Task description: Output every line below as it stands, dropping only the images.

Natural-language object grounding data
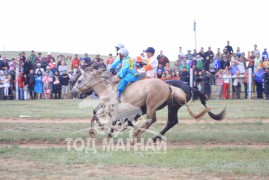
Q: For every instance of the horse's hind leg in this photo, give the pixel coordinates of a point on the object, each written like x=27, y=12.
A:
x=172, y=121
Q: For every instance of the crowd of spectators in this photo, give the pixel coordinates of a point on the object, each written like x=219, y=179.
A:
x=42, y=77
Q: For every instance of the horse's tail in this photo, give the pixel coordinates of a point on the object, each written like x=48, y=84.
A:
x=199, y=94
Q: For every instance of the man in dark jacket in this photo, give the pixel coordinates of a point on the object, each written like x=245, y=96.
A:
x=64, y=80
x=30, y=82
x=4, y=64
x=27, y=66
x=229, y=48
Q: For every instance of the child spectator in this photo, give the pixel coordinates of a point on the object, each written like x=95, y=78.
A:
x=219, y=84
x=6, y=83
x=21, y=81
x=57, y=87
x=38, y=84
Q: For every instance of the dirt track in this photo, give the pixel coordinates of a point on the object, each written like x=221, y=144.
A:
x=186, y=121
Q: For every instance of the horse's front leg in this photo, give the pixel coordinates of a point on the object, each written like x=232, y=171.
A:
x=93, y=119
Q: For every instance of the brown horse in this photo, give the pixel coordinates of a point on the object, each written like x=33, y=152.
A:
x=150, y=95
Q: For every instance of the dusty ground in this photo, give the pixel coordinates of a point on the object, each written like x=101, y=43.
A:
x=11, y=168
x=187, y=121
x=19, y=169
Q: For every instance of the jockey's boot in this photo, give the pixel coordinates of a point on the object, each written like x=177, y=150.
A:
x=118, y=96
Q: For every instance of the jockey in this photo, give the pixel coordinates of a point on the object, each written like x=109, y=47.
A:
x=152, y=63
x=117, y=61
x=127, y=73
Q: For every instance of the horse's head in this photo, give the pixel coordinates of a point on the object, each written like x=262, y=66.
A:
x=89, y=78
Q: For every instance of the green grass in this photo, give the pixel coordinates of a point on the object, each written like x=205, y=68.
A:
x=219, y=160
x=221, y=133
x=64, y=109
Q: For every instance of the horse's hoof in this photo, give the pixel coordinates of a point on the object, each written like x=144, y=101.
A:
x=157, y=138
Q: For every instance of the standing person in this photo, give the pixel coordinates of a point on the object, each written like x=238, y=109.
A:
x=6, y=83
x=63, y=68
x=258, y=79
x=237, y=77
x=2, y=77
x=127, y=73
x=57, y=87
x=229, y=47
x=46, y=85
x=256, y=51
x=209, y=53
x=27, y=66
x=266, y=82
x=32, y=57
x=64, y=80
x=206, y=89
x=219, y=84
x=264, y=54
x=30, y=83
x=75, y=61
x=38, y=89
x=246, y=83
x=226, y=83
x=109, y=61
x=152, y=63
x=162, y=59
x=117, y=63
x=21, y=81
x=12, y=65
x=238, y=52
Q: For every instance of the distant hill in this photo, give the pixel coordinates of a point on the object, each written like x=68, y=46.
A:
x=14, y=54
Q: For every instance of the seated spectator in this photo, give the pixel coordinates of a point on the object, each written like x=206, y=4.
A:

Solved problem:
Q: For every instance of the horse's hind leg in this photo, give the pixel coordinates of a point on the object, each written like x=27, y=12.
A:
x=172, y=121
Q: For every instance of the crowd of spectators in this photo, give the pixel coordinates of a point on the object, each written like x=219, y=179.
A:
x=42, y=77
Q: For every instance of the horse's tail in this photo, give the pixel coordinates of a point on the object, each written like x=48, y=84.
A:
x=199, y=94
Q: For every instance of the man in dark jacket in this photo, give the pixel coordinates of a point on the object, each written like x=245, y=96.
A:
x=64, y=80
x=30, y=82
x=4, y=64
x=27, y=66
x=229, y=48
Q: For every instance of the child spectator in this photo, give the pixel coordinates of a point on the object, each written like x=95, y=78.
A:
x=219, y=84
x=6, y=83
x=21, y=81
x=57, y=87
x=38, y=84
Q: For every instance of the dirt track in this photo, give the pixel coordinates of a point on the object, each written like x=221, y=144.
A:
x=186, y=121
Q: For every instance of the horse's front leg in this photo, give the pixel coordinates of a point on the object, each written like x=232, y=171.
A:
x=93, y=119
Q: For every instance of the brown horse in this photo, give the pixel coordinates of a point on the object, each written like x=33, y=152.
A:
x=150, y=95
Q: For every instance of the dusty ground in this photo, give the pixel coordinates of a point on the object, each written like x=101, y=43.
A:
x=11, y=168
x=187, y=121
x=19, y=169
Q: For every instance of the jockey's boot in this photo, give the pixel coordinates of a point on the object, each written like x=177, y=150.
A:
x=118, y=96
Q: For every instance of the jockey in this photo, give the pixel coordinates of a point on the object, each written like x=109, y=47.
A:
x=152, y=63
x=117, y=61
x=127, y=73
Q: For every instance of the horse's head in this photo, give the pixel coordinates of a point on the object, each written like x=262, y=66.
A:
x=89, y=78
Q: For every instance of the green grass in this photo, give the pixel coordinates of a point on the object, each written like x=205, y=68.
A:
x=219, y=160
x=221, y=133
x=64, y=109
Q: For every instance of the horse's hoof in this photo, give the pixel coordinates of a point on the object, each written like x=144, y=101.
A:
x=157, y=138
Q: For every instance of the standing person in this photo, give the pixel coordinates of a point on the object, each written like x=238, y=109.
A:
x=6, y=83
x=63, y=68
x=258, y=79
x=237, y=77
x=2, y=77
x=127, y=73
x=57, y=87
x=229, y=47
x=46, y=85
x=256, y=51
x=209, y=53
x=27, y=66
x=266, y=82
x=32, y=57
x=64, y=80
x=206, y=89
x=219, y=84
x=264, y=54
x=30, y=83
x=75, y=61
x=38, y=89
x=246, y=83
x=226, y=83
x=109, y=61
x=152, y=63
x=162, y=59
x=117, y=63
x=21, y=81
x=12, y=65
x=238, y=52
Q: For every instance of the distant hill in this photo, give the pixel coordinates of a point on the object, each written like x=68, y=46.
A:
x=14, y=54
Q: For every instance of the seated spectator in this photo, give the pixel coordinates of a point on the object, each written like x=206, y=4.
A:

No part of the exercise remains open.